### RECORDS FOR THE EXERCISE:
-*-*-

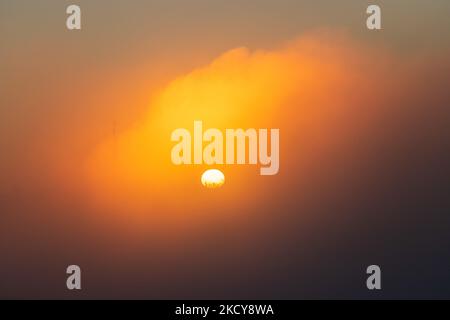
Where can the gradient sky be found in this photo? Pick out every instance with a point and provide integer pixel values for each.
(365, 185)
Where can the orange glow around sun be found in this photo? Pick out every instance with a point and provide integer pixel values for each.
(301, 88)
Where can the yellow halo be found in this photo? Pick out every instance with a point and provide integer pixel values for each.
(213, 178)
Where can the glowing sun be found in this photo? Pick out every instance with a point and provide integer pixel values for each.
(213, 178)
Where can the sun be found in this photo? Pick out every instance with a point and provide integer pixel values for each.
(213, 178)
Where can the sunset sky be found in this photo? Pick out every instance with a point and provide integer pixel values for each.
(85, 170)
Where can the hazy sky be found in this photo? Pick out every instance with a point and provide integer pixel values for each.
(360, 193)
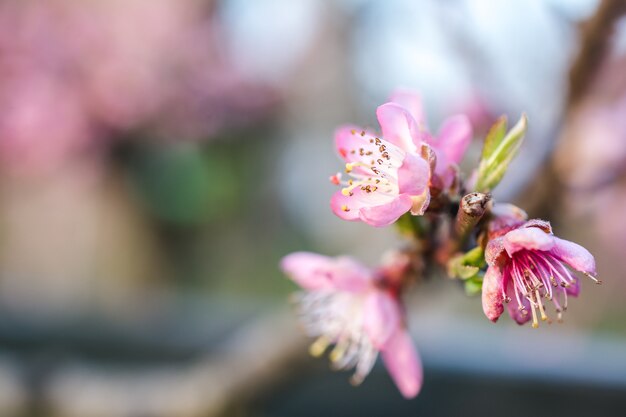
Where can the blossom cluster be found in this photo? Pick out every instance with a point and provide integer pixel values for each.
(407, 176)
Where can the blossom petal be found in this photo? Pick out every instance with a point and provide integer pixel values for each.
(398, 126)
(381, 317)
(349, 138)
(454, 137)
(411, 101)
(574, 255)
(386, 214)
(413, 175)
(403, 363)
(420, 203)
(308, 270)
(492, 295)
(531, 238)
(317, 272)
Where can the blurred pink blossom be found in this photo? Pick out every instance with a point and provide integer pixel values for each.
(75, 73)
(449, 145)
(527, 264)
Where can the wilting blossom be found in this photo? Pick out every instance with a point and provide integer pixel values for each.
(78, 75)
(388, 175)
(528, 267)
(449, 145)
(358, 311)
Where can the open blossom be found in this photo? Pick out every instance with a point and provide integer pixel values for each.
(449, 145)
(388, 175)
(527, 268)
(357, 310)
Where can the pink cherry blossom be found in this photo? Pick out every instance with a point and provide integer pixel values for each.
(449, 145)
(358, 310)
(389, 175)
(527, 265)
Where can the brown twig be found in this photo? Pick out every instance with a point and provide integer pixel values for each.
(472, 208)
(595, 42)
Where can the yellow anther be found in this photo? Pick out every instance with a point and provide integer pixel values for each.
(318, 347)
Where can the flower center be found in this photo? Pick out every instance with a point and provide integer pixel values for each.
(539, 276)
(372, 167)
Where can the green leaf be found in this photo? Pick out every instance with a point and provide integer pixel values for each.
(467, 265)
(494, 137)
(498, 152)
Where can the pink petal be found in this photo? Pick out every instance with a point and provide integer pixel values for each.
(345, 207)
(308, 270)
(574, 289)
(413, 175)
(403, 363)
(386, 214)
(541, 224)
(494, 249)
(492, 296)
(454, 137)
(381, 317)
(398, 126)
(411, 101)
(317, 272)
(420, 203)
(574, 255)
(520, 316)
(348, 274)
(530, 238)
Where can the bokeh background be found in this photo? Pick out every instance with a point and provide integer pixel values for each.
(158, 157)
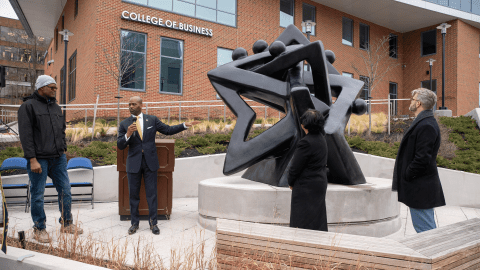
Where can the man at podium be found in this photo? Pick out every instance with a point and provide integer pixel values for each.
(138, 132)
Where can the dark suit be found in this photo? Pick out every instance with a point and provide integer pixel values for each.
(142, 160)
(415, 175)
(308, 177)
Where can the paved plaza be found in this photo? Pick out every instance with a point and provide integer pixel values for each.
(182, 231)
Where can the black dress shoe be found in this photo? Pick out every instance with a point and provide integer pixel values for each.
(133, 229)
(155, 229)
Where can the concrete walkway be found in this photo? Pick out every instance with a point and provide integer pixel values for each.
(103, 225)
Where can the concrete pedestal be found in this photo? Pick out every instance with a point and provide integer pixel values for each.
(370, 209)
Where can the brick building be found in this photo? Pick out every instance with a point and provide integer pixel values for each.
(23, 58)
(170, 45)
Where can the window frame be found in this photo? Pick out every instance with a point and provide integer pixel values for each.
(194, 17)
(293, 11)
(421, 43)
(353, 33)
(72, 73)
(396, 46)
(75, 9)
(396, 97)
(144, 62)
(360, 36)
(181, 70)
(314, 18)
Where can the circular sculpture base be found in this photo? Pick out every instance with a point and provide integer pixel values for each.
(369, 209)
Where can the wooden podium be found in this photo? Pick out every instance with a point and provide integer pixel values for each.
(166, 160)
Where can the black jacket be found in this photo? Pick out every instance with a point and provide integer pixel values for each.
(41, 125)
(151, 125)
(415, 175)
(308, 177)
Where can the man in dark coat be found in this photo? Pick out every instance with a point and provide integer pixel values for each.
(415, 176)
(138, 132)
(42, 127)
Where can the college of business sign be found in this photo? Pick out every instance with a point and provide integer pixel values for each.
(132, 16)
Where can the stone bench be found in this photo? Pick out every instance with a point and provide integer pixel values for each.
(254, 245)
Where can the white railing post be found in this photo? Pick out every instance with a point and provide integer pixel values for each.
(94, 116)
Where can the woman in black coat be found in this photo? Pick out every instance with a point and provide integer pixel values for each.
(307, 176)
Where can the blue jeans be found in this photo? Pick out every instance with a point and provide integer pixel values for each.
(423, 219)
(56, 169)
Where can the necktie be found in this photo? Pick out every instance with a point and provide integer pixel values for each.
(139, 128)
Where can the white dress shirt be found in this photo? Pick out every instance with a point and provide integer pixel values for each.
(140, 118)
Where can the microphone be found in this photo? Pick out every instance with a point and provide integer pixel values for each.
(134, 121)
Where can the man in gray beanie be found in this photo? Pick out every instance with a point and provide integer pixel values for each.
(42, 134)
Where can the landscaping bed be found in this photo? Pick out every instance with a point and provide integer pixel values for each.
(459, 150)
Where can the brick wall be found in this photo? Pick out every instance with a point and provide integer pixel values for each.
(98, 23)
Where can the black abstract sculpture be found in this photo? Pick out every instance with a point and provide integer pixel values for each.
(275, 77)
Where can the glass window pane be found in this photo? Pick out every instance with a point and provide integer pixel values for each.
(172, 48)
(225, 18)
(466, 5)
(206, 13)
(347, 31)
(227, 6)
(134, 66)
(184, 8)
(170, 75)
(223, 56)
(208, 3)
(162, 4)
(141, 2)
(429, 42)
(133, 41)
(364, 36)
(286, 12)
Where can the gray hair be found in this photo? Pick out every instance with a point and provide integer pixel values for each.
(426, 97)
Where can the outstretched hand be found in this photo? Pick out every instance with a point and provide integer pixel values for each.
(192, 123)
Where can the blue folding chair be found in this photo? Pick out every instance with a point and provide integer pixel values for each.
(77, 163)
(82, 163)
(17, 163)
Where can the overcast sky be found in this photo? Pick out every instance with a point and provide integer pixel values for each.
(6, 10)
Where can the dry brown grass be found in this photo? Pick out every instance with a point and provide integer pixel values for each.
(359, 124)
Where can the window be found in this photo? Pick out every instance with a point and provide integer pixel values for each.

-*-*-

### TASK DESCRIPTION:
Reproduce every row above word for word, omitting the pictures.

### RESULT BELOW:
Where can the gradient sky be found in this photo? Pick out every instance with a point and provide integer pixel values for each.
(365, 185)
Where can the orange glow around sun be found in this photo? Pick out every instance with a point and provide integer pixel values for each.
(301, 88)
Where can the yellow halo be found in this photo? Pick out every instance with a point and provide integer pixel values for each.
(213, 178)
Where can the glowing sun be found in this photo? Pick out every instance with a point and provide integer pixel values for each.
(213, 178)
Where can the sun be found in this photo? Pick out every instance with a point and provide integer pixel values for each.
(213, 178)
Where can the sunset sky be found in this photo? Pick out every instance with a point and provide integer pixel values for each.
(85, 170)
Where can the hazy sky be found in this photo? Pick out every instance with a point and provide integer pixel values for each.
(360, 193)
Where can the blossom cluster be found in this photo? Pick out every instance with a point and provide integer pixel values for each.
(407, 176)
Where can the blossom petal be found in this photo? Pick out every instance with a point and provide integer pixel values for each.
(398, 126)
(381, 317)
(349, 138)
(454, 137)
(411, 101)
(574, 255)
(386, 214)
(413, 175)
(403, 363)
(420, 203)
(308, 270)
(492, 295)
(531, 238)
(317, 272)
Where can the blurred pink blossom be found in this photo? Pick out every instance with a point and provide integer pixel values for each.
(75, 73)
(449, 145)
(527, 264)
Where can the wilting blossom be found in this photo? Pick out every instance with a point and provide integer pixel values for each.
(78, 75)
(388, 175)
(528, 267)
(449, 145)
(358, 311)
Where can the open blossom be found in this photo? Pick out every instance with a point and provide integer pixel values for each.
(449, 145)
(388, 175)
(527, 268)
(357, 310)
Where can the pink cherry blossom be found in this photo? Pick out every instance with a point and provide integer pixel values for each.
(449, 145)
(358, 310)
(389, 175)
(527, 265)
Where can the brown twig be found in this photo? Pick out every instance with a point and provide integer pixel values for each.
(472, 208)
(595, 42)
Where can the yellow anther be found in this photo? Pick out every instance with a point and provide integer pixel values for each.
(318, 347)
Where can the flower center be found in this photo? Pick out every instance with a point and provide integer pixel values for each.
(539, 276)
(372, 167)
Where can the green leaf be found in this photo? Pick out every instance with a point and provide integer pixel values for each.
(467, 265)
(494, 137)
(498, 152)
Where can the pink petal be found in this photo? Pick out every instance with a point and provide integer pixel values for each.
(345, 207)
(308, 270)
(574, 289)
(413, 175)
(403, 363)
(386, 214)
(541, 224)
(494, 249)
(492, 296)
(454, 137)
(381, 317)
(398, 126)
(411, 101)
(317, 272)
(420, 203)
(574, 255)
(520, 316)
(348, 274)
(530, 238)
Where can the bokeh background be found in this photo? Pick out every instance with a point and provide integer pixel values for each.
(158, 157)
Where can the man at podium be found in this photo? Pick out every instance with a point and provide integer pixel values for each.
(138, 132)
Where can the dark suit be found in this photo? Pick out every instance with a point and provide integer pixel values for each.
(142, 160)
(415, 175)
(308, 177)
Where can the paved plaza be found in this photo? Pick out every instance with a point and provide integer pixel values for each.
(182, 231)
Where can the black dress shoe be found in this photo? Pick out every instance with a point and provide integer pixel values for each.
(133, 229)
(155, 229)
Where can the concrete walkway be found in this photo? Pick out every instance with a point and provide integer pixel values for each.
(103, 225)
Where can the concrete pedestal be found in this photo? Pick out every instance with a point and provide integer pixel values for each.
(370, 209)
Where can the brick building be found in this photo? Pick out every instance with a point and provide integer pixel values for each.
(23, 58)
(170, 45)
Where can the window frame be found in this photo? Pick out every instance with a point and provide integer pixel values for each.
(194, 17)
(293, 11)
(421, 43)
(353, 33)
(72, 73)
(396, 46)
(75, 9)
(396, 97)
(144, 62)
(360, 36)
(181, 70)
(314, 18)
Where can the circular sculpture base be found in this photo? Pick out every instance with a point and provide integer pixel values for each.
(369, 209)
Where can the wooden podium be found in this photo? Pick out every instance with a point and provide integer pixel values for each.
(166, 160)
Where can the black jacket be found in this photo? Pick out every instance with a point and provide integer pixel values for each.
(41, 125)
(151, 125)
(415, 175)
(308, 177)
Where can the man in dark coat be found in this photo? Pick out every instance with a point and provide integer pixel values for each.
(415, 176)
(138, 132)
(42, 127)
Where can the college of business sign be found in this photo? Pick out every instance with a point and provide integer pixel values for each.
(132, 16)
Where can the stone bench be found in this photo? Pick out every instance with a point and provide integer pixel values for each.
(254, 245)
Where can the white railing post be found in this photo? Pick out every instance with a point and provide integer pixel values for each.
(94, 116)
Where can the woman in black coat be found in this photo? Pick out every instance with a point and provide integer pixel values for each.
(307, 176)
Where can the blue jeans be found in this photo? Pick out every instance with a point and provide integer pixel values for each.
(423, 219)
(56, 169)
Where can the necktie be found in this photo? Pick out every instance with a point and provide integer pixel values for each.
(139, 128)
Where can the white dress shirt be found in this photo? Pick out every instance with a point and provide integer pixel values for each.
(140, 118)
Where can the microphone be found in this photo? Pick out every instance with a point and provide integer pixel values for each.
(134, 121)
Where can the man in gray beanie be found in this photo? Pick out every instance with a point and provide integer pixel values for each.
(42, 134)
Where can the landscaping bed be found in this photo? Pick out every instance with a point and provide integer pixel values for each.
(459, 150)
Where can the brick wall be found in this photo? Pick out every instance with a point and provide integer pixel values for each.
(98, 23)
Where can the black abstract sculpture be found in this photo? Pick out every instance with a point and provide integer pixel values for each.
(275, 77)
Where can the glass window pane be found in this photo? Pick out every instance with a point and provide integer pixel values for each.
(172, 48)
(225, 18)
(466, 5)
(206, 13)
(347, 31)
(227, 6)
(134, 66)
(184, 8)
(170, 75)
(223, 56)
(208, 3)
(162, 4)
(141, 2)
(429, 42)
(133, 41)
(364, 36)
(286, 12)
Where can the gray hair be found in this photo? Pick out every instance with a point and provide integer pixel values for each.
(426, 97)
Where can the outstretched hand be found in this photo? Pick out every instance with a point and provide integer pixel values for each.
(192, 123)
Where can the blue folding chair be found in this photo? Pick out every instance with a point and provide integer pixel values for each.
(77, 163)
(82, 163)
(17, 163)
Where can the overcast sky be found in this photo? Pick out every instance with a point and provide integer pixel values for each.
(6, 10)
Where can the dry brown grass be found in this photo? Pick out every instance with a point and provide integer pixel values for each.
(359, 124)
Where can the window be found in this photo? Pick out every instance with a point and provide integer pixel values for each.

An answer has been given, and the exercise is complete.